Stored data

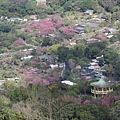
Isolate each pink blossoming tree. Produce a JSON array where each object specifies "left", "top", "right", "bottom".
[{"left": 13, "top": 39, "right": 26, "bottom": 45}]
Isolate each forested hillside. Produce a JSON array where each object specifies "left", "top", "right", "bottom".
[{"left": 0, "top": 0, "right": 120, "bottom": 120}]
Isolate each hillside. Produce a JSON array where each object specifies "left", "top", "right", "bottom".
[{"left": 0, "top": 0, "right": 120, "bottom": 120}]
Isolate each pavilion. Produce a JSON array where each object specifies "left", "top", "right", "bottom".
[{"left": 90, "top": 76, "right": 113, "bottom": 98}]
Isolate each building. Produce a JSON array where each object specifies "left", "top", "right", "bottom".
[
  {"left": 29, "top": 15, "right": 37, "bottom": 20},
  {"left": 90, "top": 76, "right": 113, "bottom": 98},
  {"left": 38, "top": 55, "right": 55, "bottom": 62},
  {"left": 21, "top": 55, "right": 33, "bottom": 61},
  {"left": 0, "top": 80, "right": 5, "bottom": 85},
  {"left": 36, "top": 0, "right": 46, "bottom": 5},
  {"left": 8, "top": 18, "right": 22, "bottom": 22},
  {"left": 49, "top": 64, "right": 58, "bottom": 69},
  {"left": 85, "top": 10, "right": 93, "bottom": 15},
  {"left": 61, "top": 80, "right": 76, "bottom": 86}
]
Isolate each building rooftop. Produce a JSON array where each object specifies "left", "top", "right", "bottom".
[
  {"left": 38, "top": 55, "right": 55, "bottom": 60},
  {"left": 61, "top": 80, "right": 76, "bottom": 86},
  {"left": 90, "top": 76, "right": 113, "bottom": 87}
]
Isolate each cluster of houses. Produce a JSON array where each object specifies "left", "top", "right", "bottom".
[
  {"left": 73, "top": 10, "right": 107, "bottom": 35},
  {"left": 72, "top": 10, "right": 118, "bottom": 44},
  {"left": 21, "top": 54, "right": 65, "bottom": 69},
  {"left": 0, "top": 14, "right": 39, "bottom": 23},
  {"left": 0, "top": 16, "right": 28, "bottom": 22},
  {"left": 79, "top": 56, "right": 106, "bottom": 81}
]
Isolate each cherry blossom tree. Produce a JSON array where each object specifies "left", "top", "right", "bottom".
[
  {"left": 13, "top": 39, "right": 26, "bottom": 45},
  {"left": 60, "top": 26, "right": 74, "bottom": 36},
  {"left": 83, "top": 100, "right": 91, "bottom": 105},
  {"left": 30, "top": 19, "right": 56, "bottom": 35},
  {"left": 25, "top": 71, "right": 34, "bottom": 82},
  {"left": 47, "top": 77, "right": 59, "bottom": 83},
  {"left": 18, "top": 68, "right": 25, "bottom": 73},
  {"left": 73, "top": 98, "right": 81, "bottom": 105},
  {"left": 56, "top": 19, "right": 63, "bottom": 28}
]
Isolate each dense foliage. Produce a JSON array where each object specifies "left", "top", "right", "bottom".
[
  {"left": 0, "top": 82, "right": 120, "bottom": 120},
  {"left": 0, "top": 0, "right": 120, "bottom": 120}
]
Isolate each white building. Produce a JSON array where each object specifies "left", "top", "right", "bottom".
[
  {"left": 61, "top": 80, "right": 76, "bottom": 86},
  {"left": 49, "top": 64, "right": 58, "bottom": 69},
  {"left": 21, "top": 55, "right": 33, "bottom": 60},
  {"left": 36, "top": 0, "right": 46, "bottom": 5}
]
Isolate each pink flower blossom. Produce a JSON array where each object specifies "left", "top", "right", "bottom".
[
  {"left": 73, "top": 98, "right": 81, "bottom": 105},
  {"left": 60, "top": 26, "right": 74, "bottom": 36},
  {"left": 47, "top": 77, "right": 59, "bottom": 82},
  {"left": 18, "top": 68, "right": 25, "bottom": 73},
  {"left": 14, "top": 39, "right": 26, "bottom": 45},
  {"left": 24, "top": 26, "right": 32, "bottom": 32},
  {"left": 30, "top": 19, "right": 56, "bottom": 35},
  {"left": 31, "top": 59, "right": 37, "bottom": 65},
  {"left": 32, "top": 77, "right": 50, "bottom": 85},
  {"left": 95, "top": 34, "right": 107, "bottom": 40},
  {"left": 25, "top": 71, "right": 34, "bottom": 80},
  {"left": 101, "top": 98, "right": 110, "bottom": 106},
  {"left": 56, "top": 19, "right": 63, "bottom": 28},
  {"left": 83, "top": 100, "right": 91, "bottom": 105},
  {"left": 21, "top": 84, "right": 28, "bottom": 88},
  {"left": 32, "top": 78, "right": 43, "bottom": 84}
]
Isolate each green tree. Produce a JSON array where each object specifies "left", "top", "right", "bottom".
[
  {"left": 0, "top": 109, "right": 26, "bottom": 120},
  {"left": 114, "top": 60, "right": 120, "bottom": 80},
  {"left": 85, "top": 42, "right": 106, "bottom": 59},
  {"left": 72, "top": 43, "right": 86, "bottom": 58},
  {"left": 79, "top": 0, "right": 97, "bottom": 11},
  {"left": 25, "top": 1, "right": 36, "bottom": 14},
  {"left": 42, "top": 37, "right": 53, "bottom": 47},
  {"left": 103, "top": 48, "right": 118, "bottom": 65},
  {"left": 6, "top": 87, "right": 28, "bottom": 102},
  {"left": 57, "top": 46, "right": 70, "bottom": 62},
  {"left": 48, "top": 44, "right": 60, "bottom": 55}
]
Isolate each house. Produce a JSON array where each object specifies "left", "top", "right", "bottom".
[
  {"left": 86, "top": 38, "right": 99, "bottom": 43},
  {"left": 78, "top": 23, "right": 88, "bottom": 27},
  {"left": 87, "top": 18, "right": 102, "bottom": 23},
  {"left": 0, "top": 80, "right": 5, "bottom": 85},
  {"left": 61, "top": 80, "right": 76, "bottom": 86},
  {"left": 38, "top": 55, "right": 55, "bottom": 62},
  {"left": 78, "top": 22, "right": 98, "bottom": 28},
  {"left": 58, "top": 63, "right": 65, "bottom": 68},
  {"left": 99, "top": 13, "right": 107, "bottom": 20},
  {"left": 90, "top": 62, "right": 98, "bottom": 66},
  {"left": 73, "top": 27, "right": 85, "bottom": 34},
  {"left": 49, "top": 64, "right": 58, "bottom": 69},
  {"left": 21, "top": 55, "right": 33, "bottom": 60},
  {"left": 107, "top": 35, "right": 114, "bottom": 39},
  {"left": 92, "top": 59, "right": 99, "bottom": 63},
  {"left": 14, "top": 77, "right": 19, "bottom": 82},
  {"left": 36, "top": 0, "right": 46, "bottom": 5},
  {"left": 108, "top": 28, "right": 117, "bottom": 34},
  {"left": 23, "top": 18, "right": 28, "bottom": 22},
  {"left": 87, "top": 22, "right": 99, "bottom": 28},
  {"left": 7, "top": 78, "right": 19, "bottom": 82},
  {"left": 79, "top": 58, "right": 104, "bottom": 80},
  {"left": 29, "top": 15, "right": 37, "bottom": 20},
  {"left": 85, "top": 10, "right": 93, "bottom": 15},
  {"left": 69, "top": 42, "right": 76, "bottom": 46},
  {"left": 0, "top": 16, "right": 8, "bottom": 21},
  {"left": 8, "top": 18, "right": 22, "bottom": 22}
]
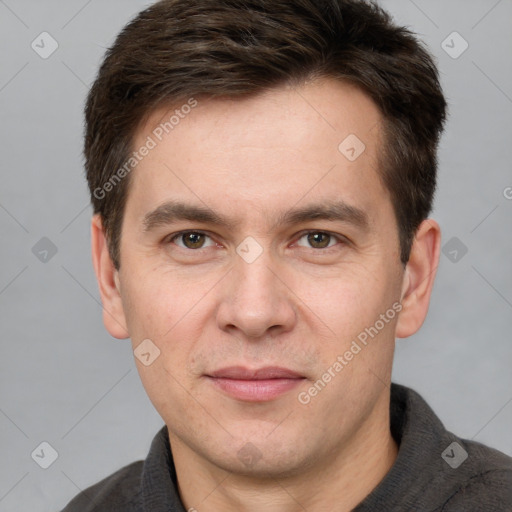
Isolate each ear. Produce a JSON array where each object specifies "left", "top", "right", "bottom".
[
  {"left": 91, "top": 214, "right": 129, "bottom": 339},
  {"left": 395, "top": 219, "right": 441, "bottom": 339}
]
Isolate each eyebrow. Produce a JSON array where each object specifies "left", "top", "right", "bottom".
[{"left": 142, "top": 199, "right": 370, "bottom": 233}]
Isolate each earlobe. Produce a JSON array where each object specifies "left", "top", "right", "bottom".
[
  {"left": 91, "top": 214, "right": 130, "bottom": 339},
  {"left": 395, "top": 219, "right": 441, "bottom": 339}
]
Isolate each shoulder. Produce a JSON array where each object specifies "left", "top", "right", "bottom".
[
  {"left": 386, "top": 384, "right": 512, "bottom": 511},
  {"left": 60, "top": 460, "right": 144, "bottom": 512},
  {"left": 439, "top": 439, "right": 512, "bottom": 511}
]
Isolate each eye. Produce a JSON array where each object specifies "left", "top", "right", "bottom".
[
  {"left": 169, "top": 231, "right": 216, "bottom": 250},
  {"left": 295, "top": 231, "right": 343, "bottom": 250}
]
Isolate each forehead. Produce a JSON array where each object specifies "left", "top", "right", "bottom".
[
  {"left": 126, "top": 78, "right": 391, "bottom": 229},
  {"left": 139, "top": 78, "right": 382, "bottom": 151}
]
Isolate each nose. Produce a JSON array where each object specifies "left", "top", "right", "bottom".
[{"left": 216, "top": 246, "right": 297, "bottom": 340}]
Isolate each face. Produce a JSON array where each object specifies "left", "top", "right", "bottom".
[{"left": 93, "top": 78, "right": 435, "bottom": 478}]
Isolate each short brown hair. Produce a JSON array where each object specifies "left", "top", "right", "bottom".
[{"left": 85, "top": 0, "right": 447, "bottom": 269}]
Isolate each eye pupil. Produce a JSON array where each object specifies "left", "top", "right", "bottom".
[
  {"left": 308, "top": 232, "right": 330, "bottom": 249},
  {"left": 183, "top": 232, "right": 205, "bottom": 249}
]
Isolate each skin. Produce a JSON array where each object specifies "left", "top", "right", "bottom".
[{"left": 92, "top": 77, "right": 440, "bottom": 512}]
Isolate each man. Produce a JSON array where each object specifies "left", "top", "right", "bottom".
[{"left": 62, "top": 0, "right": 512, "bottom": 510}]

## Exercise details
Retype exactly, please, each line from the line that contains "Isolate each eye pupil." through the last line of the entries above, with nothing added.

## Answer to this problem
Isolate each eye pupil. Produce a JSON array where each object specifies "left", "top", "right", "bottom".
[
  {"left": 308, "top": 232, "right": 330, "bottom": 249},
  {"left": 183, "top": 232, "right": 205, "bottom": 249}
]
Isolate each skin. Produce a JSON array where each object specifies "left", "top", "right", "bottom".
[{"left": 92, "top": 77, "right": 440, "bottom": 512}]
Isolate each man. Produce a JSON array where each object specifies "left", "top", "right", "bottom".
[{"left": 62, "top": 0, "right": 512, "bottom": 510}]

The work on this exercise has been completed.